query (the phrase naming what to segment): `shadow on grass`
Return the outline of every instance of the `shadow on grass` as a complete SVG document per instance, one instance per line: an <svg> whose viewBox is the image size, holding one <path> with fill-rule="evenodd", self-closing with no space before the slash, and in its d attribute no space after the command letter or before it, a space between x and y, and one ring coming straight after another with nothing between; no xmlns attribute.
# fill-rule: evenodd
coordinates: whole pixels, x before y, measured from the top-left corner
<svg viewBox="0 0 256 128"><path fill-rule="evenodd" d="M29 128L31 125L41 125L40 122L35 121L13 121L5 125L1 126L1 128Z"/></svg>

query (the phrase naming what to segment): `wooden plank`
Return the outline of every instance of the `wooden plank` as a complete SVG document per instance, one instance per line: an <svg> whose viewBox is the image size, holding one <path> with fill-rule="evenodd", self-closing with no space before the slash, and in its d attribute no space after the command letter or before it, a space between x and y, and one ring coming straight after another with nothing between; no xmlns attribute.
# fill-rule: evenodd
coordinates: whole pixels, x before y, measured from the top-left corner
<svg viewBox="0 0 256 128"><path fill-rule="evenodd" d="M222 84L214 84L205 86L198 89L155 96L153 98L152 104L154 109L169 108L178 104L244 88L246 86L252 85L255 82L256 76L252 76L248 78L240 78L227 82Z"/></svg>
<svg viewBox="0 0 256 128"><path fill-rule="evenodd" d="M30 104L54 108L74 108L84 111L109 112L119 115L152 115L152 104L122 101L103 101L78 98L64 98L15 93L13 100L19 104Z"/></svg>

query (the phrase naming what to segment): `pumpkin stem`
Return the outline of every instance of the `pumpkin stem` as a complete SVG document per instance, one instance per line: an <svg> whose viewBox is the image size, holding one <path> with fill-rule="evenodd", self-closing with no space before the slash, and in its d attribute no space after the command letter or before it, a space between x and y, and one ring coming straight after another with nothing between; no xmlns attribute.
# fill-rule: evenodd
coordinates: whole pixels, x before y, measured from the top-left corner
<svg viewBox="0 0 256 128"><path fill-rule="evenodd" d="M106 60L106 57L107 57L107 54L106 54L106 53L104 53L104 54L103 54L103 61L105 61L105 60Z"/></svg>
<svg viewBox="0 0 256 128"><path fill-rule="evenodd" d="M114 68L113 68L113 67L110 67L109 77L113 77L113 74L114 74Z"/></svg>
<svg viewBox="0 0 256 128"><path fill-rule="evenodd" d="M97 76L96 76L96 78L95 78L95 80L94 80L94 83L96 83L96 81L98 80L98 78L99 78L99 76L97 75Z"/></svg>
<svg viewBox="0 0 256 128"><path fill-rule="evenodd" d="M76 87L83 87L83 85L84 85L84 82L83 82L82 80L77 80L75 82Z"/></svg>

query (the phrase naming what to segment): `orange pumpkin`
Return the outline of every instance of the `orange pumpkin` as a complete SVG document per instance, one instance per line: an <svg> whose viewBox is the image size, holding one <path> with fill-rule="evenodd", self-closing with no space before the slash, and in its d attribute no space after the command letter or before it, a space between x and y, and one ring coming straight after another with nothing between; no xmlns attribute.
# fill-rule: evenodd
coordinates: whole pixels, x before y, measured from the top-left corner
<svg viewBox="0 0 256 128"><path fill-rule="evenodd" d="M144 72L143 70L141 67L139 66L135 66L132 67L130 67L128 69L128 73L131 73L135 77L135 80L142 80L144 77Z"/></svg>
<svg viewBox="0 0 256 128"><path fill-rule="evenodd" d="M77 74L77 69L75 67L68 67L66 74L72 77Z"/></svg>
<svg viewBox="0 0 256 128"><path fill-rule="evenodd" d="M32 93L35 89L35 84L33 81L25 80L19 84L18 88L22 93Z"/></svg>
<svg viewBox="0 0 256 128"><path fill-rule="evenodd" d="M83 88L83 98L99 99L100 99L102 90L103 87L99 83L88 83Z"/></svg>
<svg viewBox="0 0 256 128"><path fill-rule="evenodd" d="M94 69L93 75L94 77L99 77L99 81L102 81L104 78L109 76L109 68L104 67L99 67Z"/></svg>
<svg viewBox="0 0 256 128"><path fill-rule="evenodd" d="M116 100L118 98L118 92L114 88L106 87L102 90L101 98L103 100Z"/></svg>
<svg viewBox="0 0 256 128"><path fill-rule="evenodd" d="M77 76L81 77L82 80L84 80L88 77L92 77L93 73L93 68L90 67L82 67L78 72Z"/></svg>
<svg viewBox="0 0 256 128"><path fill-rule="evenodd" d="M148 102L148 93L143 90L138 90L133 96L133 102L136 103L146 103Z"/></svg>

__EXERCISE AIM__
Express the rows above as a two-column CSV whose header is instruction,response, one line for each row. Put the row's full text in the first quoted field and its answer in the second, replacing every line break with a space.

__PROBLEM SOLUTION__
instruction,response
"query (the phrase naming what to segment): `shadow on grass` Return the outline of every instance of the `shadow on grass` as a complete SVG document per instance, one instance per line: an <svg> whose viewBox is the image size, holding one <path> with fill-rule=""evenodd"", self-closing with no space before the slash, and in its d attribute no space after the command letter or before it, a space between x and y, and one ring coming straight after another with nothing between; no xmlns attribute. # fill-rule: evenodd coordinates: whole pixels, x before y, measured from the top-left corner","<svg viewBox=""0 0 256 128""><path fill-rule=""evenodd"" d=""M29 128L31 125L41 125L40 122L35 121L13 121L5 125L1 126L1 128Z""/></svg>"
"query (the phrase naming what to segment): `wooden plank` Return the outline of every instance of the `wooden plank` as a complete SVG document per instance, one instance per line: an <svg> whose viewBox is the image size, holding one <path> with fill-rule=""evenodd"", self-closing with no space before the slash, and in its d attribute no space after the command letter or before it, a space between x and y, and one ring coming straight after another with nothing between; no xmlns attribute. # fill-rule: evenodd coordinates: whole pixels, x before y, measured from the top-left corner","<svg viewBox=""0 0 256 128""><path fill-rule=""evenodd"" d=""M222 84L214 84L205 86L198 89L155 96L153 98L152 104L154 109L169 108L178 104L244 88L246 86L252 85L255 82L256 76L252 76L248 78L240 78L227 82Z""/></svg> <svg viewBox=""0 0 256 128""><path fill-rule=""evenodd"" d=""M30 104L54 108L74 108L84 111L109 112L119 115L152 115L152 104L122 101L103 101L78 98L64 98L15 93L13 100L19 104Z""/></svg>"
"query (the phrase naming what to segment): `pumpkin stem` Return the outline of every instance of the `pumpkin stem` as a complete SVG document per instance, one instance per line: an <svg> whose viewBox is the image size, holding one <path> with fill-rule=""evenodd"", self-closing with no space before the slash, and in its d attribute no space after the command letter or before it, a space between x and y, and one ring coming straight after another with nothing between; no xmlns attribute. # fill-rule: evenodd coordinates: whole pixels, x before y, measured from the top-left corner","<svg viewBox=""0 0 256 128""><path fill-rule=""evenodd"" d=""M106 60L106 57L107 57L107 54L106 54L106 53L104 53L104 54L103 54L103 61L105 61L105 60Z""/></svg> <svg viewBox=""0 0 256 128""><path fill-rule=""evenodd"" d=""M114 68L113 68L113 67L110 67L109 77L113 77L113 74L114 74Z""/></svg> <svg viewBox=""0 0 256 128""><path fill-rule=""evenodd"" d=""M97 76L96 76L96 78L95 78L95 80L94 80L94 83L96 83L96 81L98 80L98 78L99 78L99 76L97 75Z""/></svg> <svg viewBox=""0 0 256 128""><path fill-rule=""evenodd"" d=""M76 87L83 87L83 85L84 85L84 82L83 82L82 80L77 80L75 82Z""/></svg>"
"query (the phrase naming what to segment): `orange pumpkin` Return the outline of every instance of the `orange pumpkin` as a complete SVG document per instance, one instance per line: an <svg> whose viewBox is the image size, holding one <path> with fill-rule=""evenodd"", self-closing with no space before the slash, and in its d attribute no space after the command letter or before it, a space between x and y, and one ring coming straight after another with nothing between; no xmlns attribute. # fill-rule: evenodd coordinates: whole pixels, x before y, measured from the top-left corner","<svg viewBox=""0 0 256 128""><path fill-rule=""evenodd"" d=""M144 72L143 70L141 67L139 66L135 66L132 67L130 67L128 69L128 73L131 73L135 77L135 80L142 80L144 77Z""/></svg> <svg viewBox=""0 0 256 128""><path fill-rule=""evenodd"" d=""M77 74L77 69L75 67L68 67L66 74L72 77Z""/></svg> <svg viewBox=""0 0 256 128""><path fill-rule=""evenodd"" d=""M32 93L35 89L35 84L33 81L25 80L19 84L18 88L22 93Z""/></svg> <svg viewBox=""0 0 256 128""><path fill-rule=""evenodd"" d=""M83 88L83 98L99 99L100 99L102 90L103 87L99 83L88 83Z""/></svg> <svg viewBox=""0 0 256 128""><path fill-rule=""evenodd"" d=""M94 69L93 75L94 77L99 77L99 81L102 81L104 78L109 76L109 68L104 67L99 67Z""/></svg> <svg viewBox=""0 0 256 128""><path fill-rule=""evenodd"" d=""M116 100L118 98L118 92L114 88L106 87L102 90L101 98L103 100Z""/></svg> <svg viewBox=""0 0 256 128""><path fill-rule=""evenodd"" d=""M77 76L81 77L82 80L84 80L88 77L92 77L93 73L93 68L90 67L82 67L78 72Z""/></svg> <svg viewBox=""0 0 256 128""><path fill-rule=""evenodd"" d=""M148 102L148 93L143 90L138 90L133 96L133 102L136 103L146 103Z""/></svg>"